● QUÉ SE PIDE
Copia el fragmento sobre Valladolid desde "Me pregunto mientras" hasta "proceso del soterramiento.", ambos incluidos, y sustituye "bicis" por "bicicletas".

● FRAGMENTO DE PÁGINA
......

No en vano, hasta no hace mucho, Valladolid sostenía un cartel sobre la mente de todo el vecindario con el rezo innegociable de «cerramos en agosto». En cuanto enmudecían los tornos de FASA a lo largo de sus naves interminables y a lo ancho de sus tres turnos eternos, la ciudad bajaba la persiana. Así de sencillo, así de práctico. Lo hacía justo en el compás de inicio en una partitura estival que habría de perpetuarse con el vaivén vigoroso de Paquito el Chocolatero martilleando en bucle binario y sin fin, como si su misión primordial hubiera sido la de marcar la boga de combate en la galera de Ben-Hur y cuyo eco aún resuena tanto por los valles y pueblos diáfanos de la provincia como en el oído interno de todos sus enfebrecidos condenados a fiestas forzosas en agosto.
Pero eso era antes y ya pasó.
No se engañen –les decía– como acostumbran a hacer los negacionistas cuando justifican el exceso de calor padecido de últimas con el estribillo del verano; incapaces de reconocer que cuando llegue el invierno mantendrá su querencia a permanecer entre nosotros, oculto y enmascarado como un parásito. Ahora, la ciudad vive una detención distinta a esa parálisis estacional que está viva tan solo en la intimidad de la morriña; sufre un ralentí inquietante que en modo alguno se debe al entumecimiento en el tejido de sus músculos y que persiste, sin embargo, incluso después de poner en marcha los motores de las factorías y de encender otra vez la luz en todas las naves industriales. Es una inmovilidad extraña que se ha depositado en el firme, como una pátina de dejadez o de indefinición capaz de cubrir la superficie de las calles, aunque estén repletas de terrazas, sombrillas y parapetos y que alargará su deriva, sine die, si nadie lo remedia. Porque no se trata de una parálisis provocada por la moridera o el agotamiento. Tampoco es obra de la pérdida de población o de oportunidades. Valladolid no para, pero cuando se asoma por la ventanilla observa que el horizonte sigue igual. Valladolid avanza, pero sin moverse del sitio; camina, pero cautiva de una conga, encadenada a la charanga eterna de Paquito el Chocolatero –un paso adelante, otro atrás; uno a la derecha y otro a la izquierda– para no variar sus coordenadas.
Me pregunto mientras camino por sus calles vacías en la semana más desoladora del año, de qué le sirve a Valladolid todo cuanto hace y cuanto tiene, todo cuanto sufre y trabaja, si no se respeta a sí misma, si no ha decidido aún por consenso el modelo de ciudad que desea. Un día cuelga jardines, despliega carriles para bicis, amplía zonas de bajas emisiones o cose la brecha del tren y al siguiente recupera carriles para el automóvil o paraliza las costuras para reiniciar el proceso del soterramiento.
No se engañen. Pueden sentir que la ciudad se paraliza hoy solo porque estamos en agosto, pero llegará el invierno y remará, día tras día, como si estuviera encadenada en la galera de Ben-Hur, a boga de combate, aunque continúe errante, navegando en círculos, si cada capitán que elegimos pega un golpe de timón y cambia de rumbo.

......

● DATOS EXTRAÍDOS
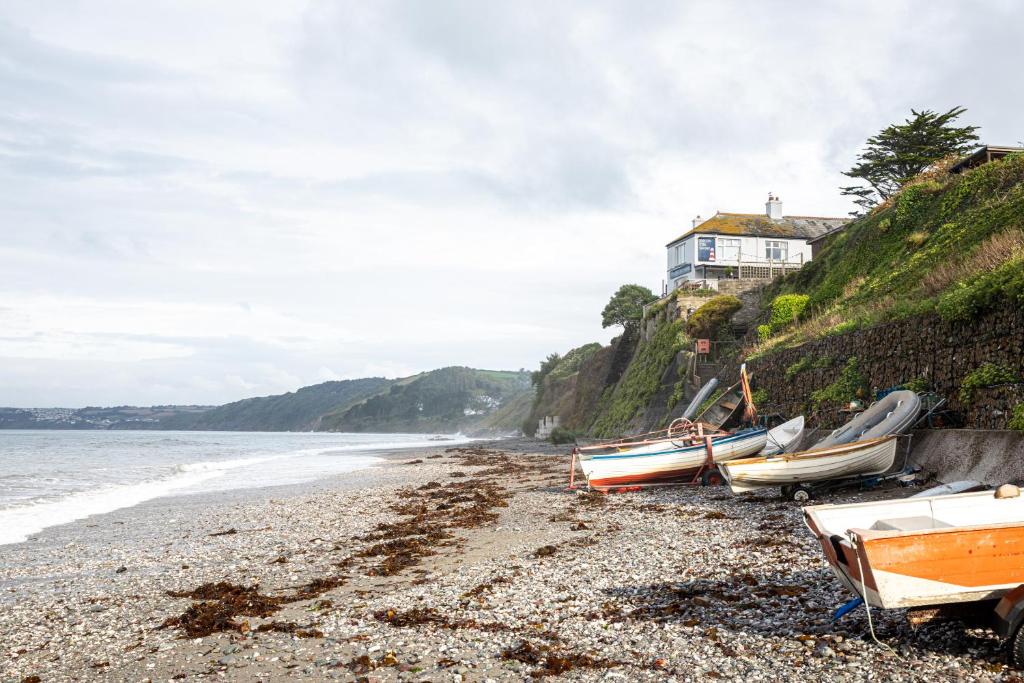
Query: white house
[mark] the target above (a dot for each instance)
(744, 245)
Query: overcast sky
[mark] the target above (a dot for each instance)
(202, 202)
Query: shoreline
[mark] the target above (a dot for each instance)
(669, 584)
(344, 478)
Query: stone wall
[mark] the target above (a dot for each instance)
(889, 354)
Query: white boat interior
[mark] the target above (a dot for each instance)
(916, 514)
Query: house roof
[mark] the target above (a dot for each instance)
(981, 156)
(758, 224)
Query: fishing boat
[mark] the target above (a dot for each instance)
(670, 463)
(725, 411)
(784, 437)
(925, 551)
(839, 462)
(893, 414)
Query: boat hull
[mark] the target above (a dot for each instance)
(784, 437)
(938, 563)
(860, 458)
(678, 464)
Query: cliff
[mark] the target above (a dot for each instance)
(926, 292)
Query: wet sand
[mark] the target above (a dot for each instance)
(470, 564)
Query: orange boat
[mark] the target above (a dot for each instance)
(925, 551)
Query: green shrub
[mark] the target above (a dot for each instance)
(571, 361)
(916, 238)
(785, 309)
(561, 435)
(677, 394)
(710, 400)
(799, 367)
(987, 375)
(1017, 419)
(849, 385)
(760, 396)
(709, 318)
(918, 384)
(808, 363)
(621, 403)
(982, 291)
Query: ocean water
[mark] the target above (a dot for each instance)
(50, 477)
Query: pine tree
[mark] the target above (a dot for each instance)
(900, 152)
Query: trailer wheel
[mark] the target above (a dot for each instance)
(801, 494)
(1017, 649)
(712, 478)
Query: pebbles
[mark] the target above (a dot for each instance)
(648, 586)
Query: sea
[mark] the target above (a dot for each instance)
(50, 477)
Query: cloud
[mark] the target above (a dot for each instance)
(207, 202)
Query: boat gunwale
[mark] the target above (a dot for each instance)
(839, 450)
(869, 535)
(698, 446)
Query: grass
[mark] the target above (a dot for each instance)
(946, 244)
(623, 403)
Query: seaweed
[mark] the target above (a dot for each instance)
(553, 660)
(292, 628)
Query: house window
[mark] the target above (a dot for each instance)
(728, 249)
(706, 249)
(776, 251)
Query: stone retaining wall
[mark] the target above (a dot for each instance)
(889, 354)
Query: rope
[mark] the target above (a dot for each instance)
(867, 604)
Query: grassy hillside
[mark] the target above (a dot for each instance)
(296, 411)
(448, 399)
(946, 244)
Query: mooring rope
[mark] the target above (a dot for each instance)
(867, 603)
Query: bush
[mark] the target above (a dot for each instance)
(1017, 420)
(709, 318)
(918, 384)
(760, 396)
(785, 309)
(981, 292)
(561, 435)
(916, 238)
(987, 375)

......

● RESPUESTA
Me pregunto mientras camino por sus calles vacías en la semana más desoladora del año, de qué le sirve a Valladolid todo cuanto hace y cuanto tiene, todo cuanto sufre y trabaja, si no se respeta a sí misma, si no ha decidido aún por consenso el modelo de ciudad que desea. Un día cuelga jardines, despliega carriles para bicicletas, amplía zonas de bajas emisiones o cose la brecha del tren y al siguiente recupera carriles para el automóvil o paraliza las costuras para reiniciar el proceso del soterramiento.